**Source text:**
- Off-Broadway promotional art
- Music: Michael Friedman
- Lyrics: Michael Friedman
- Book: Itamar Moses
- Basis: The Fortress of Solitude by Jonathan Lethem
- Productions: 2012 Poughkeepsie 2014 Dallas 2014 Off-Broadway

= The Fortress of Solitude (musical) =

The Fortress of Solitude is a musical with music and lyrics written by Michael Friedman, and a book by Itamar Moses adapted from The Fortress of Solitude by Jonathan Lethem.

==Synopsis==
According to The Public Theater's website, "The Fortress of Solitude is the extraordinary coming-of-age story about 1970s Brooklyn and beyond — of black and white, soul and rap, block parties and blackouts, friendship and betrayal, comic books and 45s. And the story of what would happen if two teenagers obsessed with superheroes believed that maybe, just maybe, they could fly".

==Productions==
The musical premiered at Vassar College and New York Stage and Film's Powerhouse Theatre, as a part of the Martel Musical Workshops (concert readings of works-in-progress), opening on June 29, 2012 and closing July 1. The show was directed (and originally conceived) by Daniel Aukin, with Kyle Beltran, Alex Brightman, John Ellison Conlee, André De Shields, Carla Duren, Santino Fontana, Brandon Gill, Conlin Hanlon, Rebecca Naomi Jones, Jahi Kearse, Meghan McGeary, Lauren Molina, and David St. Louis.

The Dallas production at Dallas Theater Center opened on March 7, 2014 and closed on April 6. The show was directed by Daniel Aukin, set design Eugene Lee, lighting design Tyler Micoleau, costume design Jessica Pabst, sound design Robert Kaplowitz, projection design Jeff Sugg, wig design Leah J. Loukas, choreography Camille A. Brown, musical director Kimberly Grigsby, orchestrations John Clancy & Matt Beck. The band was composed of Grigsby (conductor, keyboard 2), Alex Vorse (associate music director, keyboard 1, keyboard programmer), Joe Lee (guitar), Peggy Honea (bass), Mike Drake (drums), Jorge Ginorio (Latin percussion), Pete Brewer (reeds), Cathy Richardson (viola/violin), and Larry Spencer (trumpet/Fleugelhorn/piccolo trumpet).

**Information provided:**
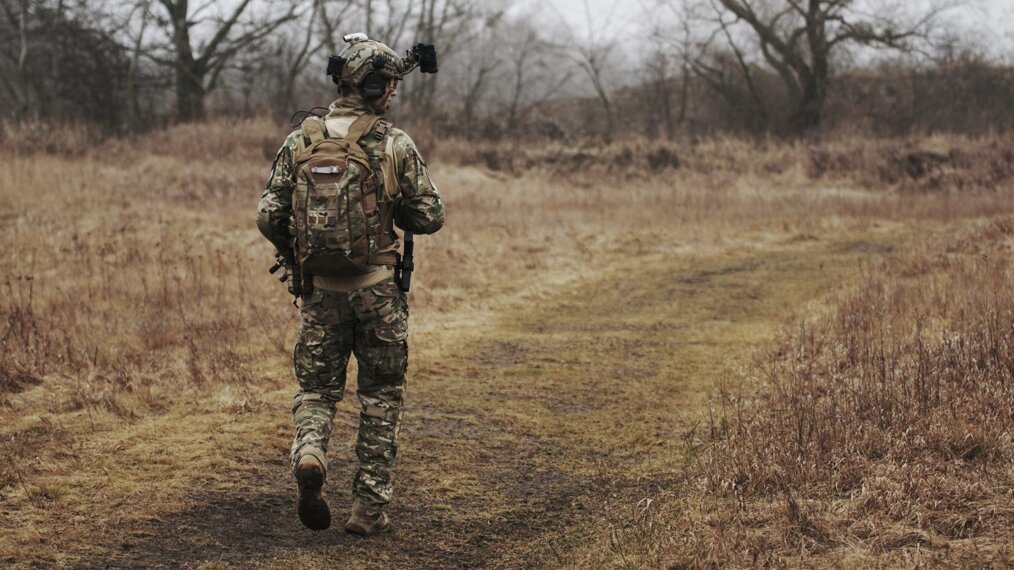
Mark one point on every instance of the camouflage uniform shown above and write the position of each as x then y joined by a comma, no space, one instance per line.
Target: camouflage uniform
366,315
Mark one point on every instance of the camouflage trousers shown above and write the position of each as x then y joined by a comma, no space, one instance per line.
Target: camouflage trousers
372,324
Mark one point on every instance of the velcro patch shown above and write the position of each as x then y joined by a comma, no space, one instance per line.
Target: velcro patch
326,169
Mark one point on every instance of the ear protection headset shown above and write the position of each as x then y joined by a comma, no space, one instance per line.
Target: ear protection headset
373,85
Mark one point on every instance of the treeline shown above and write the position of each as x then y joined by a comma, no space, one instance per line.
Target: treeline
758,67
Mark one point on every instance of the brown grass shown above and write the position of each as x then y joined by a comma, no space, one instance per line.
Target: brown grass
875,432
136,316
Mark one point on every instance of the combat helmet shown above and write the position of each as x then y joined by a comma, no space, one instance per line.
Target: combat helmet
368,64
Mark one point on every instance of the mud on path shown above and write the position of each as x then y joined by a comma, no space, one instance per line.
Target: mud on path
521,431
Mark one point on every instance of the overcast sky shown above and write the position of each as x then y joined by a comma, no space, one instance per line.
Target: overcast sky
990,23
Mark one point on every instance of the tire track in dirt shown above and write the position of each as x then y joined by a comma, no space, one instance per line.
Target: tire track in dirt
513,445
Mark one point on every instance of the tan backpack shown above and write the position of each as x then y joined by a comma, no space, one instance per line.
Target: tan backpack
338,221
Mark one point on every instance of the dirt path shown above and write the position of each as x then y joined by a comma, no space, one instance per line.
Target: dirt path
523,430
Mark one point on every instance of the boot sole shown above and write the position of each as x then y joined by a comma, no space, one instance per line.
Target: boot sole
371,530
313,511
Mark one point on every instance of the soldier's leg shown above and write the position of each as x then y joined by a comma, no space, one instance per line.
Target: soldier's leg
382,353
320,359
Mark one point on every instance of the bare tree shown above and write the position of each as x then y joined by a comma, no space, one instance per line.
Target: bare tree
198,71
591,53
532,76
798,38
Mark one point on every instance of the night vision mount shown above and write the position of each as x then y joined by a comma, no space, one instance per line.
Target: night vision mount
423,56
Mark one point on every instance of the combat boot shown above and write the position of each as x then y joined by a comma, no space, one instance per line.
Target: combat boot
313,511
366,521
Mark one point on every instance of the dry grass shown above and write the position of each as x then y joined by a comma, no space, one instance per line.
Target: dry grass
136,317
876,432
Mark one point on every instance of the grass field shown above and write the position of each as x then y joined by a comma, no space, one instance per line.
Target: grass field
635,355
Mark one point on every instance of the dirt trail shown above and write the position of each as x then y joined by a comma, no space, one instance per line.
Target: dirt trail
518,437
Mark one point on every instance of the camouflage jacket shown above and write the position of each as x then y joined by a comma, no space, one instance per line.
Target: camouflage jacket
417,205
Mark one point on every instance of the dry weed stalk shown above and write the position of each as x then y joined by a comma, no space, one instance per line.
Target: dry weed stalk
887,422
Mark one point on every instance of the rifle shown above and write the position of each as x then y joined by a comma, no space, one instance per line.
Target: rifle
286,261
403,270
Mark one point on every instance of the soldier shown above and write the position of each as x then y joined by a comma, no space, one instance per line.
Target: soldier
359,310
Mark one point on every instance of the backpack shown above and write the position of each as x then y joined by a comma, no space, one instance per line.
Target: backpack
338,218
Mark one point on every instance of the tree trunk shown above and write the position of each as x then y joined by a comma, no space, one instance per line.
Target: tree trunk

**To do:**
a – In the musical's text, on what date did the Dallas Theater Center production open?
b – Copy out the rows verbatim, covering the stretch from the line containing "Mark one point on every instance of the backpack" through the end of the rows.

**Answers to the tasks:**
a – March 7, 2014

b –
Mark one point on every instance of the backpack shown above and write the position of each as x then y joined by a comma, no space, one instance per line.
Target: backpack
338,218
Mark one point on every instance of the tree trunk shown above and write the position of each as x then y joined by a comma, no space, one instance per line.
Target: tree trunk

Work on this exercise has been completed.